→ **Task description**:
Return every line of the listing below that contains the word "hillside", copying each one in full.

________________

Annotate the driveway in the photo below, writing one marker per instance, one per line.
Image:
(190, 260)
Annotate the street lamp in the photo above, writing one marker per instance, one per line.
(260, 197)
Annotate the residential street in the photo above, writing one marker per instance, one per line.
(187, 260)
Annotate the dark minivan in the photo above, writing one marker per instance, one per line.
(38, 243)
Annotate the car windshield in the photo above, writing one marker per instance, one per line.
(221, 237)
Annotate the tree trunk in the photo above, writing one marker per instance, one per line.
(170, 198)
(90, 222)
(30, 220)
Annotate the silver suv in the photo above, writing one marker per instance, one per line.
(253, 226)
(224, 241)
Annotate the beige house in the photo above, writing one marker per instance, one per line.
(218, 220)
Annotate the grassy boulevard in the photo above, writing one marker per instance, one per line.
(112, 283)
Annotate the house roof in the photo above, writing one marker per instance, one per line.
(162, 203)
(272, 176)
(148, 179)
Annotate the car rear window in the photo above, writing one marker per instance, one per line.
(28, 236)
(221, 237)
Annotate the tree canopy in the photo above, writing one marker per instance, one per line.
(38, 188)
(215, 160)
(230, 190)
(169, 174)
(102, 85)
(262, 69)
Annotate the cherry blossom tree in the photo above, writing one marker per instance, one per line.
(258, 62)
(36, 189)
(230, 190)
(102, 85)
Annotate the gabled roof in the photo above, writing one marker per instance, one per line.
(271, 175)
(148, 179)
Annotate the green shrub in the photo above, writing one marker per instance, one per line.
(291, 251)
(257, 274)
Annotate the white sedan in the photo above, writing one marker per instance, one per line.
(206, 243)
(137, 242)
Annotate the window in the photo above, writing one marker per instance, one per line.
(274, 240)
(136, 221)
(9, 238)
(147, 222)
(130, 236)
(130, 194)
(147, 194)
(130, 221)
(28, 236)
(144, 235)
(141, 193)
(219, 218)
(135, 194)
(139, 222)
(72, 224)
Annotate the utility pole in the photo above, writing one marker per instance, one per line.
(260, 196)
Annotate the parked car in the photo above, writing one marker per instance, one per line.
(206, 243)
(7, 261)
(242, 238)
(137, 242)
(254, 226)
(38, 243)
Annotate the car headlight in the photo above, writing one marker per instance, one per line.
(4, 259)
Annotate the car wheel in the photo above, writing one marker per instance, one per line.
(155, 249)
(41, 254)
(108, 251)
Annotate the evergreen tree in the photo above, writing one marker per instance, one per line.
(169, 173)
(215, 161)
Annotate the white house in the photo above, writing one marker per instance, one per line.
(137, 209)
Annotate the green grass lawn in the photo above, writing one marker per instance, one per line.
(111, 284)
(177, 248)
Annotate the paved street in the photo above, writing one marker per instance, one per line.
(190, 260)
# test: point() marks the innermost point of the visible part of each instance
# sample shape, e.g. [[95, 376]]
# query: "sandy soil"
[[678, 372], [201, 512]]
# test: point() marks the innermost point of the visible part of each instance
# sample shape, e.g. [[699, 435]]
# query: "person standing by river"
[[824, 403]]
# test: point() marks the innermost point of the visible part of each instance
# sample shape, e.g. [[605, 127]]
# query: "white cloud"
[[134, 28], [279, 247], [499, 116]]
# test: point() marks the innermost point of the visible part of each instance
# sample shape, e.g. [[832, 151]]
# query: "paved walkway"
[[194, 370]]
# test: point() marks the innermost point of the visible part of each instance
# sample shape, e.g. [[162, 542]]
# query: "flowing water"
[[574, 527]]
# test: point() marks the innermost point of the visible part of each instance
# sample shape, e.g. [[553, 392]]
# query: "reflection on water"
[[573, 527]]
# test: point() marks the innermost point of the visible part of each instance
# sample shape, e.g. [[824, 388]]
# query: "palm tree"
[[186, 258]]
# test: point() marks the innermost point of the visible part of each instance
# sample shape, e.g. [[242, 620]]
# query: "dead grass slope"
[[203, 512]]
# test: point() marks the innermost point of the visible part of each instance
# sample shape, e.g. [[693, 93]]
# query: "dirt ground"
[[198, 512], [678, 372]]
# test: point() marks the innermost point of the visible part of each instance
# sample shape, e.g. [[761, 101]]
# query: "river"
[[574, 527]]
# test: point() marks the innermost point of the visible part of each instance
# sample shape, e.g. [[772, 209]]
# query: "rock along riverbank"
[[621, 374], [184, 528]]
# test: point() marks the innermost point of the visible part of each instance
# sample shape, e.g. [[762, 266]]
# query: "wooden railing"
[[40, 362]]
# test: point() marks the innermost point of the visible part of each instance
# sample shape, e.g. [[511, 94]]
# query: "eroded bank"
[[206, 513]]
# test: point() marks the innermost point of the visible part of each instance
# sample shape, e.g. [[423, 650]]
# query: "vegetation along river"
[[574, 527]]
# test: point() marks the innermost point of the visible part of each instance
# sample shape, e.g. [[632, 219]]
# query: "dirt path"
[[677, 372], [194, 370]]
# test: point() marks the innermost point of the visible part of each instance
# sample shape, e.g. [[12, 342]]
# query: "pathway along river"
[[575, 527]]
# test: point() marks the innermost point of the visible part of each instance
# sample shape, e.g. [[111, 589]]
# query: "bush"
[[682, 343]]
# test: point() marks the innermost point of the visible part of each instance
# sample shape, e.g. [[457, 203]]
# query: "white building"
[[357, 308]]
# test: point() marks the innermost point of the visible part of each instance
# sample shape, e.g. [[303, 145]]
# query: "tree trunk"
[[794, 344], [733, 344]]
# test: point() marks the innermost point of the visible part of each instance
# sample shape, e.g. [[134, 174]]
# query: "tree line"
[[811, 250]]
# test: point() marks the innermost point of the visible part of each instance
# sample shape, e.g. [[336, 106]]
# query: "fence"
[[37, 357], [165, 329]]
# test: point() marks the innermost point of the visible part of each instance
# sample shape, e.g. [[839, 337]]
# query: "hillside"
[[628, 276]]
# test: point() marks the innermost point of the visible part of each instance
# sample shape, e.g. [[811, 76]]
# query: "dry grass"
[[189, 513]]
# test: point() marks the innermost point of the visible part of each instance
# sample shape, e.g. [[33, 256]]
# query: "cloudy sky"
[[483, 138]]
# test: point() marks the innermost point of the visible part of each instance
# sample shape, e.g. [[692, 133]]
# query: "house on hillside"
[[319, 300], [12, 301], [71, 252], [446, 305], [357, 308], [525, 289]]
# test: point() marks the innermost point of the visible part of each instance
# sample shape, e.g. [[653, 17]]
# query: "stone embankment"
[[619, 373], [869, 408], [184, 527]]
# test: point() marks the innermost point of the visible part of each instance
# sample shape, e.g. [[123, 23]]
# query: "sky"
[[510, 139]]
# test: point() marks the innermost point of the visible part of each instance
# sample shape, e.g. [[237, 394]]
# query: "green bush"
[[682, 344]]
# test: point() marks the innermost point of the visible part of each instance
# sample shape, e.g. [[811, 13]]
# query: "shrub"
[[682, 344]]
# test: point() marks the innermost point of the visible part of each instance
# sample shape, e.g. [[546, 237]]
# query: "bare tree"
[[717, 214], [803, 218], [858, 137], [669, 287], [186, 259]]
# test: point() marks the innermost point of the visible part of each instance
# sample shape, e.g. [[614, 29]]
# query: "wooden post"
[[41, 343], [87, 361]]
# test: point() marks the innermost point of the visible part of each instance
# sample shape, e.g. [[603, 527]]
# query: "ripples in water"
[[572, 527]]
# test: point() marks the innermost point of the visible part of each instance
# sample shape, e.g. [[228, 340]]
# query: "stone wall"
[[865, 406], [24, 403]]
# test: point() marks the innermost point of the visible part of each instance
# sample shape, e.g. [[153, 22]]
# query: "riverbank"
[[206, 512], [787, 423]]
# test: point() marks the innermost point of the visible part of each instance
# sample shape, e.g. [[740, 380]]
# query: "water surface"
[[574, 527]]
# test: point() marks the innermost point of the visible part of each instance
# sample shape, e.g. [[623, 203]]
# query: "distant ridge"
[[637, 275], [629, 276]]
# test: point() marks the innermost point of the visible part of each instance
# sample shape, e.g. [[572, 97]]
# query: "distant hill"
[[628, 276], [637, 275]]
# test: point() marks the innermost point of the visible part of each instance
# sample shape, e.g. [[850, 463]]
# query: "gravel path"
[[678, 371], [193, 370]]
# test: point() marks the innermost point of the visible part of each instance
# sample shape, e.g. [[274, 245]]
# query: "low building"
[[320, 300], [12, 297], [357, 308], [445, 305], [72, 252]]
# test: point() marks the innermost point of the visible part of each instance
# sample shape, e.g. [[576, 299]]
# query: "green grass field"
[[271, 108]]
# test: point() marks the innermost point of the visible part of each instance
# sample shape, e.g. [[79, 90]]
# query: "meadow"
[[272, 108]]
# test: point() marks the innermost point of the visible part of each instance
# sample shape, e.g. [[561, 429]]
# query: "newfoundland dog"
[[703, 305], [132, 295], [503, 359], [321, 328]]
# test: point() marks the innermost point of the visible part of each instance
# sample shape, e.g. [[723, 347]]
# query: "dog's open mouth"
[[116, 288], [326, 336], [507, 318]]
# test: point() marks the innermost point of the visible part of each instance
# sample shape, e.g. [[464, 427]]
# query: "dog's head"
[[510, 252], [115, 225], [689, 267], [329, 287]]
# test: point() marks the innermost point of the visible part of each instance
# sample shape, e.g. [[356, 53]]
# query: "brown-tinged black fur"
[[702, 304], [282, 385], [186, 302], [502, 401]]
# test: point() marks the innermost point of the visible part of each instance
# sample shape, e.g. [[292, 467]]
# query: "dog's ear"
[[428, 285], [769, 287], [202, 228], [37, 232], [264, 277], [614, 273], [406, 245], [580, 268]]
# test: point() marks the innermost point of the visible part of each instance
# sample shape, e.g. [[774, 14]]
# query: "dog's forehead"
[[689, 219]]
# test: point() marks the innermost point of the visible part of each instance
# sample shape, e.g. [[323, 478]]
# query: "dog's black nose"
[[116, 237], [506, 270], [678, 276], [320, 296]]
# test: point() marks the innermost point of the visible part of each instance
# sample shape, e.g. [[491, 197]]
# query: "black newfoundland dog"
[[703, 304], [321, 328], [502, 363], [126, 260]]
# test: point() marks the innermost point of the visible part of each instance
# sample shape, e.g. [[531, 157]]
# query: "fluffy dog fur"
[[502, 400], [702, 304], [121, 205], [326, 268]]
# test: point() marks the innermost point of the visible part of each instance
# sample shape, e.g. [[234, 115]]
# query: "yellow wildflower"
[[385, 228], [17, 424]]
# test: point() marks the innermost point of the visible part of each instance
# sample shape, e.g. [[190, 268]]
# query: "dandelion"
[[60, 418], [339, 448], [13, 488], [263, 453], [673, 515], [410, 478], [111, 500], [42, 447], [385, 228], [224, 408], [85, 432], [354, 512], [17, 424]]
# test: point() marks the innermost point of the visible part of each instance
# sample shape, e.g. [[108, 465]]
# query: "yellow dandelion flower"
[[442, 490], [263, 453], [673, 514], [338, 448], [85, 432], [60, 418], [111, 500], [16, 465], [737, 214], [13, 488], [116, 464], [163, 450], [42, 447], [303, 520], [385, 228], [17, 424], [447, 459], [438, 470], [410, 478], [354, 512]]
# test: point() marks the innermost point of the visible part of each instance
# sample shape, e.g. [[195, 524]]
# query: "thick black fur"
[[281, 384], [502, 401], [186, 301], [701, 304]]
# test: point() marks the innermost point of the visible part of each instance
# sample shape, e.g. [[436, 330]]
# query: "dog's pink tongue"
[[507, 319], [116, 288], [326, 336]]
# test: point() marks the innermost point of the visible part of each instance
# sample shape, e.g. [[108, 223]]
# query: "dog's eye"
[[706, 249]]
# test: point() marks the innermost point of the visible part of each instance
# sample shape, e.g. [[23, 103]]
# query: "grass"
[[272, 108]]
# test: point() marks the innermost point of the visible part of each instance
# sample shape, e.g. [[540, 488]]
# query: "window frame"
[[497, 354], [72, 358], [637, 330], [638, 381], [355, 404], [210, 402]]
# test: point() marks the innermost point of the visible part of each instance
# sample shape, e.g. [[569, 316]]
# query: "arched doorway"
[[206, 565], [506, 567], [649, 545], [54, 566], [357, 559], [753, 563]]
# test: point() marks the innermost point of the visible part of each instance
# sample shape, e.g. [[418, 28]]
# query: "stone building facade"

________________

→ **Exercise response**:
# query: "hillside"
# query: "house on hillside"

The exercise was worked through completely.